» TASK INSTRUCTIONS:
Search the records that follow and extract every line containing the string "soccer".

######

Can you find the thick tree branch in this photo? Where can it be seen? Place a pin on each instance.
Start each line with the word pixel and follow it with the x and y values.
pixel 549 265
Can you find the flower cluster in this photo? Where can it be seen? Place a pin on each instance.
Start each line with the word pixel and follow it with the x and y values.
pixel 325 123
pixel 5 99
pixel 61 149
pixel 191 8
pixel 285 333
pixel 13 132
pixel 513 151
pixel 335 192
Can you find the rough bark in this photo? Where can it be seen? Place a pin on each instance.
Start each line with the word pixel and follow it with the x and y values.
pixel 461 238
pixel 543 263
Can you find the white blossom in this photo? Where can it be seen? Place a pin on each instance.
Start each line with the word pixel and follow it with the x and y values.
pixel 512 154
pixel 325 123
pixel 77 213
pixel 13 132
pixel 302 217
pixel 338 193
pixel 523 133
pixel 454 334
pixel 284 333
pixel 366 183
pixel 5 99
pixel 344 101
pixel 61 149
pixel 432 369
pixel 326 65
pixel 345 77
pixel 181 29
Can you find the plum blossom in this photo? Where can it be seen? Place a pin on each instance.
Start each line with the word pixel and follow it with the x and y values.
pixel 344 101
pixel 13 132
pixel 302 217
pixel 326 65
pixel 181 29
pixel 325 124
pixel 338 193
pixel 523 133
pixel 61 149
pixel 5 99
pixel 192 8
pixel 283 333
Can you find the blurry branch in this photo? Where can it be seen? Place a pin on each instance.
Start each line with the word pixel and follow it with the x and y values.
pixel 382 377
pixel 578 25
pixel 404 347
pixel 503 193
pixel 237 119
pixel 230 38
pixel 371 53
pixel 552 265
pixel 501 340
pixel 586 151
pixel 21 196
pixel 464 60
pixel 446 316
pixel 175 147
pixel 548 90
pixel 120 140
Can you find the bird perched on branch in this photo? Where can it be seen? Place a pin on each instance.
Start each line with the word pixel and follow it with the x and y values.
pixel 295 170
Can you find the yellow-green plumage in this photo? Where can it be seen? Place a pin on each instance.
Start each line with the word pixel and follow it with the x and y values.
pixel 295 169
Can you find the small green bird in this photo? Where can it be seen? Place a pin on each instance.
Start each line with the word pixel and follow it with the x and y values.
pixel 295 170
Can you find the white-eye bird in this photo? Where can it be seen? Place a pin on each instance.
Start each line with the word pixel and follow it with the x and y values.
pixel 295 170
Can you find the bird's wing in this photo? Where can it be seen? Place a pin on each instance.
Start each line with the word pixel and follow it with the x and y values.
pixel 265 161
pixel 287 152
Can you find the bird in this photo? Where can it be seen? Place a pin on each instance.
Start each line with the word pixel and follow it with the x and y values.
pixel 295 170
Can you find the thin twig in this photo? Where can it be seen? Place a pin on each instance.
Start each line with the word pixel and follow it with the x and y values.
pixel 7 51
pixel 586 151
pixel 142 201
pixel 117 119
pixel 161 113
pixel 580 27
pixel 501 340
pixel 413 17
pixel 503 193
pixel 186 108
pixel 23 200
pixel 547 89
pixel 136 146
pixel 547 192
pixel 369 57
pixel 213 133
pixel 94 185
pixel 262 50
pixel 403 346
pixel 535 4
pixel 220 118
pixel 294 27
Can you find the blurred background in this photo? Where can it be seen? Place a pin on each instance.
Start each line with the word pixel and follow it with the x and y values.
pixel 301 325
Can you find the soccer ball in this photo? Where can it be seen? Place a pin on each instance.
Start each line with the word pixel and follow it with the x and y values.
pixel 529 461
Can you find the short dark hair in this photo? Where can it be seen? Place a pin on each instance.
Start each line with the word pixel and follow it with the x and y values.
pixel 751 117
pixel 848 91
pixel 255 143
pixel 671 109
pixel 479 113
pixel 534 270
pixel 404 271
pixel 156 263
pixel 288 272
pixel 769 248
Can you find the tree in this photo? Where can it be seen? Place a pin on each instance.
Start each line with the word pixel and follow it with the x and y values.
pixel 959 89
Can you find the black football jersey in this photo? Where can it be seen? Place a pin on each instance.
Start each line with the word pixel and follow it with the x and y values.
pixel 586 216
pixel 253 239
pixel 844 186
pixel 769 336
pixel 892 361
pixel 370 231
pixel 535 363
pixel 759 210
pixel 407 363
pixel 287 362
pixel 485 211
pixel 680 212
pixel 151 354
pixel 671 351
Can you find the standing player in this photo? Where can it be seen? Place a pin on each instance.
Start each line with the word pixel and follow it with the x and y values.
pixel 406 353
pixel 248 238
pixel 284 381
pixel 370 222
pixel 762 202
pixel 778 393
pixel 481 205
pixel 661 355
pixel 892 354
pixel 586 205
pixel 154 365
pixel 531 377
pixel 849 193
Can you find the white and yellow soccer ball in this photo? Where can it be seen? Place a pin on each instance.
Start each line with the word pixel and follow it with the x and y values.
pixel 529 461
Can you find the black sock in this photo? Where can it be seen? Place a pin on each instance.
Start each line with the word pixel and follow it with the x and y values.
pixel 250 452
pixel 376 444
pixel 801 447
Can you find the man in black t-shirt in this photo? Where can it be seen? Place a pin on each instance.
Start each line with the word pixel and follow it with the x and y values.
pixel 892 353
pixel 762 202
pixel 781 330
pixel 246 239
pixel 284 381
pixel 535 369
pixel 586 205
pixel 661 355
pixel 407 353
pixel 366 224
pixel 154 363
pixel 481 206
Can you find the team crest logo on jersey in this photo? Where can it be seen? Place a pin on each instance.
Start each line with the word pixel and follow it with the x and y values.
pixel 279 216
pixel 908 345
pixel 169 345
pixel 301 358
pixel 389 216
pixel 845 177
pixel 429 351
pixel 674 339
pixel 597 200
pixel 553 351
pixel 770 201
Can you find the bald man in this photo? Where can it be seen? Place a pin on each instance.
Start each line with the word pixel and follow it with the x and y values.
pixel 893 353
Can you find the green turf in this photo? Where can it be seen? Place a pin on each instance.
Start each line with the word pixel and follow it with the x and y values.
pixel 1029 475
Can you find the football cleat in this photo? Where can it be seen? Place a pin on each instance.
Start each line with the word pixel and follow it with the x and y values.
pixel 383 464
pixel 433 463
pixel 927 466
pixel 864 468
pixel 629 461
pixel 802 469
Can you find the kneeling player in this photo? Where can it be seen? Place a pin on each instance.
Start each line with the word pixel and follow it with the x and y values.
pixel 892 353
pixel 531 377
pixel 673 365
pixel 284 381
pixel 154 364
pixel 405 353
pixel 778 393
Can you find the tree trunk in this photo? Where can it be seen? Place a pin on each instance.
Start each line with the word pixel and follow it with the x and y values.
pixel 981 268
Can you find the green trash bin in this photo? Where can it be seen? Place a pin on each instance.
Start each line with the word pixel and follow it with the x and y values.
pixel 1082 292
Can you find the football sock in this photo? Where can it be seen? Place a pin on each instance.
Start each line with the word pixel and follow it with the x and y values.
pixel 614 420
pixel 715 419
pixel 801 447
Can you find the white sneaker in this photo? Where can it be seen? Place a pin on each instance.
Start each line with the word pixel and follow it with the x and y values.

######

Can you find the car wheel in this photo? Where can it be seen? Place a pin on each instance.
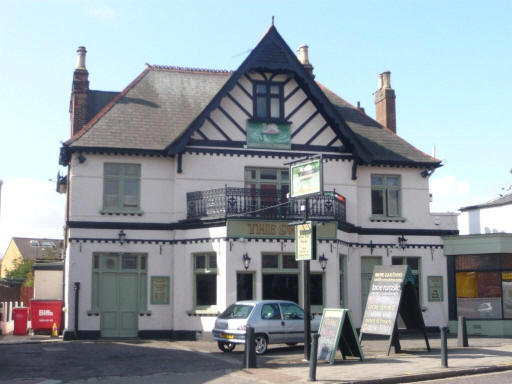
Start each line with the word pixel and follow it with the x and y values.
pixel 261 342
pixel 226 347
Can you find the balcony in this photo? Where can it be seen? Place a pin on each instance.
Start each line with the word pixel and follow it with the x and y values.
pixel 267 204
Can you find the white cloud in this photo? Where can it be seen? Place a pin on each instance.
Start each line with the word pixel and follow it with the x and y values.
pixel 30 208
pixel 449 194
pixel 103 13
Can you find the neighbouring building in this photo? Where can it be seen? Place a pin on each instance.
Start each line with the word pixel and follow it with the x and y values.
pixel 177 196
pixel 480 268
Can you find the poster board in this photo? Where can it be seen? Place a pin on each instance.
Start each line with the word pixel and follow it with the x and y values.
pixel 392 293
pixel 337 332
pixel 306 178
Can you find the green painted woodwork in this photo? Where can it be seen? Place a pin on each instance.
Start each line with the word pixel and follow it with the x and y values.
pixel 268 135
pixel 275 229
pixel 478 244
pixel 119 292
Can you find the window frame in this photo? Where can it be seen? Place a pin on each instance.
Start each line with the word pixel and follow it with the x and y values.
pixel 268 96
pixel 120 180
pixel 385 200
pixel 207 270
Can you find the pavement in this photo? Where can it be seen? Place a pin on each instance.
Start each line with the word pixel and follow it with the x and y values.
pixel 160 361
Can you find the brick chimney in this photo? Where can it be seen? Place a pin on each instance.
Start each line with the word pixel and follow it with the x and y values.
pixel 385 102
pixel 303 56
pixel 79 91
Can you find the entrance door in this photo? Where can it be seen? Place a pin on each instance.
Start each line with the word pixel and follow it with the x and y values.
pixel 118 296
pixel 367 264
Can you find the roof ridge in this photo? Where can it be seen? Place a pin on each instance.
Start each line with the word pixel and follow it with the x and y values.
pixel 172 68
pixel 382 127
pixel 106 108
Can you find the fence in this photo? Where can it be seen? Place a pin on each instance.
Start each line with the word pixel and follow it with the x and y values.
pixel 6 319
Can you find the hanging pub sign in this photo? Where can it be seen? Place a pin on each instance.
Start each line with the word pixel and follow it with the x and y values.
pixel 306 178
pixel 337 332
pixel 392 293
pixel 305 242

######

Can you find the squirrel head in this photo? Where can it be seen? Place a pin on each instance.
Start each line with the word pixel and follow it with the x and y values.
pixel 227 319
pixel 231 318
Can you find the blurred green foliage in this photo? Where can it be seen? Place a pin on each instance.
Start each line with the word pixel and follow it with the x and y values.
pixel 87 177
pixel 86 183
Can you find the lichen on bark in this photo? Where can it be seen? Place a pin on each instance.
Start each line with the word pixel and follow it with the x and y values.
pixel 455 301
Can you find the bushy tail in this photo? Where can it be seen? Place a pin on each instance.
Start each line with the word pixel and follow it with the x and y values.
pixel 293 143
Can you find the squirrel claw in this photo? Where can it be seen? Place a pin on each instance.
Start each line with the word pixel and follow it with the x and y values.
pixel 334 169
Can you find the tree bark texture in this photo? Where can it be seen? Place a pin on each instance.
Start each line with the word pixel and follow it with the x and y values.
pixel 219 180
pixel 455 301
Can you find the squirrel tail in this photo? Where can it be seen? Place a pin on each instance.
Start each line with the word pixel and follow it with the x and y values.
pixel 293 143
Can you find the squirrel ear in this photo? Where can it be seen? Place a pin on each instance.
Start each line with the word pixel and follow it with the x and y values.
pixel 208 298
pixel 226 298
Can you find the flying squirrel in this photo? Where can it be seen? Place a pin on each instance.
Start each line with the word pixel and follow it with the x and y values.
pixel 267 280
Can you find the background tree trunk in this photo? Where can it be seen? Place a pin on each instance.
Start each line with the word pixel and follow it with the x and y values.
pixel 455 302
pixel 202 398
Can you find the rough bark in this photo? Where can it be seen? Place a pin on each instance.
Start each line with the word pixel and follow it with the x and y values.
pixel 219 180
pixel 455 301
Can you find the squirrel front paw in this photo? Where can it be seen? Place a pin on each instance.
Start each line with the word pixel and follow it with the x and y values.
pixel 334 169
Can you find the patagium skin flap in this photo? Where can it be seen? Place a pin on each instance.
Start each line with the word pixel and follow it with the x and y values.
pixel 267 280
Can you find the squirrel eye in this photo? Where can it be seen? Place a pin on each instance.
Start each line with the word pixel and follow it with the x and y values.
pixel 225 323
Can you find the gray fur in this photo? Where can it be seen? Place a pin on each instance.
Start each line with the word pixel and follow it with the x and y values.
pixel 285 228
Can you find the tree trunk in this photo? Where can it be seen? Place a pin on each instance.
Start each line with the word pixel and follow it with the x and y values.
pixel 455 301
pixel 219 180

######

» ANSWER SPACE:
Can you find the soccer ball in this photo? Where can it be seen? Place a pin on each instance.
Can you find the white and yellow soccer ball in this photo? Where can it be seen? Place a pin on each instance.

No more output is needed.